-- Opening Marker --

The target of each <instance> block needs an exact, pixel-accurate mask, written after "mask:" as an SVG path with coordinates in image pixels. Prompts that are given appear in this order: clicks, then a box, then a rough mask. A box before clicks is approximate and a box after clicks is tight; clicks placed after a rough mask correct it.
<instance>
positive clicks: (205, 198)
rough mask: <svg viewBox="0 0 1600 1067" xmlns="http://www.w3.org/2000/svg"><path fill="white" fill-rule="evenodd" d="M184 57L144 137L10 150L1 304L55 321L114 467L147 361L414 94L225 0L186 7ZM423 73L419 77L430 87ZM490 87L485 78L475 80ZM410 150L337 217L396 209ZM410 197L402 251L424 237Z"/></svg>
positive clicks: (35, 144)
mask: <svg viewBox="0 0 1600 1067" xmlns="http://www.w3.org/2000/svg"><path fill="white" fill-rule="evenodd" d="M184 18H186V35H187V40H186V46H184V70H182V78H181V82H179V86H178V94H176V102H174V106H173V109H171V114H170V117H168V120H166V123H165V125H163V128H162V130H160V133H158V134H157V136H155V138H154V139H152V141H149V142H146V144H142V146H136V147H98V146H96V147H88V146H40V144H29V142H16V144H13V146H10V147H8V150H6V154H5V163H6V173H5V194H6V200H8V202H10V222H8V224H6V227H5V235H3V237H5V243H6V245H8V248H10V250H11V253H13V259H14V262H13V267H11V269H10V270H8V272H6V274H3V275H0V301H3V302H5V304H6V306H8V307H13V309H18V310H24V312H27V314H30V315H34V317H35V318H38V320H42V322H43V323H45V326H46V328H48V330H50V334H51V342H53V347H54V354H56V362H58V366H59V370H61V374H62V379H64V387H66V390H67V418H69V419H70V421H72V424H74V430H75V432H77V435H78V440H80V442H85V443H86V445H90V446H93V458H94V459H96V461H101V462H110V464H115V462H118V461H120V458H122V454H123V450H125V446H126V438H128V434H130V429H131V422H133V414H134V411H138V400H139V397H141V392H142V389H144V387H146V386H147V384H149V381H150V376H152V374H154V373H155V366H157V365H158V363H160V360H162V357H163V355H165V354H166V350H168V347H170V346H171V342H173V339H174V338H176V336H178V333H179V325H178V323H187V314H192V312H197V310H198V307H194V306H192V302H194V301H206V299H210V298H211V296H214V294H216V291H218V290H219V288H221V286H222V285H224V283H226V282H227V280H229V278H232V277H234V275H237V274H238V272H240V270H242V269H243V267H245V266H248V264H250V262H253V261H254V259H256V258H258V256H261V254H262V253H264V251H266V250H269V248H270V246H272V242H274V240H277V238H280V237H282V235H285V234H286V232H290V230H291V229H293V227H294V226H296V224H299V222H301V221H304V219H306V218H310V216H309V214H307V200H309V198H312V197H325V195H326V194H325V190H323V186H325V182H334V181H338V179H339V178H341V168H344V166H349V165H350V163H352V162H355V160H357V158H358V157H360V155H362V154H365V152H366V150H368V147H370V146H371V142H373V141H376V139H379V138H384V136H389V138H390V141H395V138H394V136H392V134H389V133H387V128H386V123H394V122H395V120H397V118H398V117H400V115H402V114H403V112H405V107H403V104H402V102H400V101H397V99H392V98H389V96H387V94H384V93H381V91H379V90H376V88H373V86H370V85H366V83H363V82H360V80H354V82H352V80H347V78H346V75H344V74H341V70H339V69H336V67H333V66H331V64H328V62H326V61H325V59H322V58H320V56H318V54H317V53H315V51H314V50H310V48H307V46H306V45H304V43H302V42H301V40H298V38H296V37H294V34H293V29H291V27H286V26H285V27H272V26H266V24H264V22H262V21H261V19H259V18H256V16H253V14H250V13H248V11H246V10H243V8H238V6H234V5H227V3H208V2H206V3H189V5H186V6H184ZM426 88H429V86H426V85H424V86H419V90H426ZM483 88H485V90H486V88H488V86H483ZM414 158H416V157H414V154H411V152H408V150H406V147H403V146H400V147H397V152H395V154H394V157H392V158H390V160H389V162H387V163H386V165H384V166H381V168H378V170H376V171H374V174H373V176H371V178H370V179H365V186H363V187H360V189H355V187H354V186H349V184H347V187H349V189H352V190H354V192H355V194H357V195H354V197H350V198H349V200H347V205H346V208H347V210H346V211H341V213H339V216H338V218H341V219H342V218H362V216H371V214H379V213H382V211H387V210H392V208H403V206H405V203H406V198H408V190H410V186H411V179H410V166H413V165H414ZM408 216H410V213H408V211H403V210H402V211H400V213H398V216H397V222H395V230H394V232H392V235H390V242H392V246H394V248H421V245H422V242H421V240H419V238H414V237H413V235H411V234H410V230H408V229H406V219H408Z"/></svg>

-- Closing Marker --

Problem details
Rewrite the lines above as a numbered list, leaving out any blank lines.

Reply
1. The target of each <instance> block needs an exact, pixel-accurate mask, written after "mask:" as an SVG path with coordinates in image pixels. Prompts that are given appear in this order: clicks, then a box, then a rough mask. A box before clicks is approximate and a box after clicks is tight; clicks placed after a rough mask correct it.
2. <instance>
3. positive clicks: (205, 198)
4. rough mask: <svg viewBox="0 0 1600 1067" xmlns="http://www.w3.org/2000/svg"><path fill="white" fill-rule="evenodd" d="M184 57L144 137L10 150L1 304L55 321L114 467L147 361L414 94L225 0L186 7ZM423 73L419 77L430 87ZM490 87L485 78L475 80ZM410 150L337 217L396 209ZM410 197L402 251L424 237Z"/></svg>
5. positive clicks: (35, 144)
6. mask: <svg viewBox="0 0 1600 1067" xmlns="http://www.w3.org/2000/svg"><path fill="white" fill-rule="evenodd" d="M184 18H186V35H187V40H186V46H184V70H182V78H181V82H179V86H178V94H176V102H174V106H173V109H171V114H170V117H168V120H166V123H165V125H163V128H162V130H160V133H158V134H157V136H155V138H154V139H152V141H149V142H146V144H142V146H136V147H98V146H96V147H88V146H40V144H29V142H16V144H13V146H10V147H8V150H6V154H5V163H6V173H5V194H6V200H8V202H10V222H8V224H6V227H5V235H3V237H5V243H6V245H8V248H10V250H11V253H13V259H14V262H13V267H11V269H10V270H8V272H6V274H3V275H0V301H3V302H5V304H6V306H8V307H13V309H18V310H24V312H27V314H30V315H34V317H35V318H38V320H42V322H43V323H45V326H46V328H48V330H50V334H51V342H53V347H54V354H56V362H58V366H59V370H61V374H62V379H64V387H66V390H67V418H69V419H70V421H72V424H74V430H75V432H77V435H78V440H80V442H85V443H86V445H90V446H93V458H94V459H96V461H101V462H110V464H115V462H118V461H120V458H122V454H123V450H125V446H126V438H128V434H130V429H131V422H133V414H134V411H138V400H139V397H141V392H142V389H144V387H146V386H147V384H149V381H150V376H152V374H154V373H155V366H157V365H158V363H160V360H162V357H163V355H165V354H166V350H168V347H170V346H171V342H173V339H174V338H176V336H178V333H179V325H178V323H187V314H192V312H197V310H198V307H194V306H192V302H194V301H206V299H210V298H211V296H214V294H216V291H218V290H219V288H221V286H222V285H224V283H226V282H227V280H229V278H232V277H234V275H237V274H238V272H240V270H242V269H243V267H245V266H248V264H250V262H253V261H254V259H256V258H258V256H261V254H262V253H264V251H266V250H269V248H270V246H272V242H274V240H277V238H280V237H282V235H285V234H286V232H290V230H291V229H293V227H294V226H296V224H299V222H301V221H304V219H306V218H310V216H309V214H307V200H309V198H312V197H325V195H326V194H325V190H323V186H325V182H334V181H338V179H339V178H341V168H344V166H349V165H350V163H352V162H355V160H357V158H358V157H360V155H362V154H365V152H366V150H368V147H370V146H371V142H373V141H376V139H379V138H384V136H389V138H390V141H395V138H394V136H392V134H389V133H387V128H386V123H394V122H395V120H397V118H398V117H400V115H402V114H403V112H405V107H403V104H402V102H400V101H397V99H392V98H389V96H387V94H384V93H381V91H379V90H376V88H373V86H370V85H366V83H363V82H360V80H354V82H352V80H347V78H346V75H344V74H341V70H339V69H336V67H333V66H331V64H328V62H326V61H325V59H322V58H320V56H318V54H317V53H315V51H314V50H310V48H307V46H306V45H304V43H302V42H301V40H298V38H296V37H294V34H293V29H291V27H286V26H285V27H272V26H266V24H264V22H262V21H261V19H259V18H256V16H253V14H250V13H248V11H246V10H243V8H238V6H234V5H227V3H208V2H206V3H189V5H186V6H184ZM426 88H429V86H426V85H424V86H419V90H426ZM483 88H485V90H486V88H488V86H483ZM414 158H416V157H414V154H411V152H408V150H406V147H403V146H400V147H397V152H395V154H394V157H392V158H390V160H389V162H387V163H386V165H384V166H381V168H378V170H376V171H374V174H373V176H371V178H370V179H365V186H363V187H360V189H355V187H354V186H349V184H347V187H349V189H352V190H354V192H355V194H357V195H354V197H350V198H349V200H347V205H346V208H347V210H346V211H341V213H339V216H338V218H341V219H342V218H362V216H371V214H379V213H382V211H387V210H392V208H403V206H405V203H406V198H408V190H410V186H411V179H410V166H413V165H414ZM408 216H410V213H408V211H403V210H402V211H400V213H398V216H397V222H395V230H394V232H392V235H390V242H392V246H394V248H421V245H422V242H421V240H419V238H414V237H413V235H411V234H410V230H408V229H406V219H408Z"/></svg>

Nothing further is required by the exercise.